#### Object detection data

_ _ _ _

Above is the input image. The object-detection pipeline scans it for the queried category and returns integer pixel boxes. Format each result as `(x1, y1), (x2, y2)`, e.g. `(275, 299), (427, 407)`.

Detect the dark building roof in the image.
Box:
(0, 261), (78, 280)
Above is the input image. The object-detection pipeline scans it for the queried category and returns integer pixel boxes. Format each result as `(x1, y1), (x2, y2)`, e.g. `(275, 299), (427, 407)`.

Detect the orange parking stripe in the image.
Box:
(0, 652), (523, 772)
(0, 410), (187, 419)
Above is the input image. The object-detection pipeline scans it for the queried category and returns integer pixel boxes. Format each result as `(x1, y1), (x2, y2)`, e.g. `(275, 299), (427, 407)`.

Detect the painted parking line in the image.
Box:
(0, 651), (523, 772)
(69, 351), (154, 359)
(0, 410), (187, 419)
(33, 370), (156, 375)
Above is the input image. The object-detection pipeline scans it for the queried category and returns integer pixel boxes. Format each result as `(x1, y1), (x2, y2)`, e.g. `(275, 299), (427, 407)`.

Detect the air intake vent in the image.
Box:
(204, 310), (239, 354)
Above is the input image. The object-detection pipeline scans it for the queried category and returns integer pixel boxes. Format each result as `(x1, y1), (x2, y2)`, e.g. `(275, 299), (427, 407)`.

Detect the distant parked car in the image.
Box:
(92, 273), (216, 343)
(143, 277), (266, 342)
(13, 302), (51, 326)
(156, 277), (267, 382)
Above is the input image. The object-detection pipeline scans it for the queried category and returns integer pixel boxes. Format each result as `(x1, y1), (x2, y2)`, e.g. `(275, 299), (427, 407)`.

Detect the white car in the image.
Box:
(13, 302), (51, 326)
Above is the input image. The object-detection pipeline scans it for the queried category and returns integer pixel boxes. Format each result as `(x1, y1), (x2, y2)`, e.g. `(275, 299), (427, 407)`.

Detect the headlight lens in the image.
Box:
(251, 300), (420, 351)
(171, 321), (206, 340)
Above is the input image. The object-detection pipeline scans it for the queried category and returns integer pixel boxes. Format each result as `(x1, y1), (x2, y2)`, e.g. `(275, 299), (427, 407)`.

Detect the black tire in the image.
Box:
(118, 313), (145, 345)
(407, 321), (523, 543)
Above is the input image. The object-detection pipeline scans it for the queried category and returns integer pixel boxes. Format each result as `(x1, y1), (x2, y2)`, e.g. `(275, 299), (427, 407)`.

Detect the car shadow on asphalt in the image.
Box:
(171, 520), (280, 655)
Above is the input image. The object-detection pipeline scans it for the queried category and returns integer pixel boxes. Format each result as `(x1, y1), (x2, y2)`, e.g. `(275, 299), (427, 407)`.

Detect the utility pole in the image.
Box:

_ _ _ _

#### Given request
Print the records above exactly as they appear.

#### Task response
Above is the input image. The object-detection pipeline scans it for the queried category and returns integer pixel boxes. Format each result as `(x1, y1), (x2, y2)`, e.g. `(275, 299), (427, 407)`.

Detect the dark building roof in the image.
Box:
(0, 261), (78, 280)
Above is the input image. The object-detection pipeline scans it for the queried category and returns integer pixel boxes. Format each result as `(x1, y1), (x2, y2)`, e.g. `(275, 299), (427, 407)`.

Detect the orange parking stripe in the image.
Box:
(0, 652), (523, 772)
(0, 410), (187, 419)
Above is the input image. The object-detection pipeline scans it for the queried category and returns integer pixel boxes. Format each result as `(x1, y1), (x2, y2)`, e.g. `(275, 299), (427, 407)`.

Detect the painted parking line in the image.
Box:
(0, 651), (523, 772)
(69, 351), (154, 359)
(0, 410), (187, 419)
(33, 370), (156, 375)
Above is the input image. The object-detection pipeline scans it for the queried category and returns integer pixel boxes. Format each result as `(x1, y1), (x2, y2)`, e.g. `(275, 299), (427, 407)`.

Detect the air intake vent in the image.
Box:
(204, 310), (239, 354)
Above is the input image. The object-detection pipeline scans it for the queried category and returns integer pixel boxes. Format each result as `(x1, y1), (x2, y2)`, e.g. `(275, 299), (427, 407)`.

Detect the distant parked car in the image.
Box:
(92, 273), (216, 343)
(143, 277), (266, 342)
(13, 302), (51, 326)
(156, 277), (267, 382)
Above is the input image. The object-detection pipeline scans it for the queried category and returns integer pixel boxes. Format each result as `(x1, y1), (x2, y2)`, e.g. `(275, 299), (427, 407)`.

Detect the white car in the image.
Box:
(13, 302), (51, 326)
Above is the input image. The object-detection pipeline scans it for the queried category and returns integer pixel boxes. Format each result as `(x1, y1), (x2, y2)`, e.g. `(275, 299), (427, 407)`.

Detect the headlight lens in the image.
Box:
(251, 300), (420, 351)
(171, 321), (206, 340)
Above is the input image. The object-detection pipeline scans it for the queried category and returns integer pixel boxes. Format each result as `(x1, y1), (x2, y2)`, e.g. `(275, 299), (427, 407)`.

Detect the black tire in the image.
Box:
(118, 313), (145, 345)
(407, 321), (523, 543)
Above is the input image. The object-detection pipeline scans it for the queried category and returns integer pixel boxes. Format each result as `(x1, y1), (x2, y2)`, e.g. `(275, 299), (427, 407)`.

Detect the car shadow on asphalt in the image.
Box:
(171, 520), (280, 655)
Above is the input image. The object-detection pipeline scans it for the queried category and returns integer pixel boxes. Format each result as `(x1, y1), (x2, y2)`, e.g. `(275, 299), (427, 407)`.

Detect the utility pole in the image.
Box:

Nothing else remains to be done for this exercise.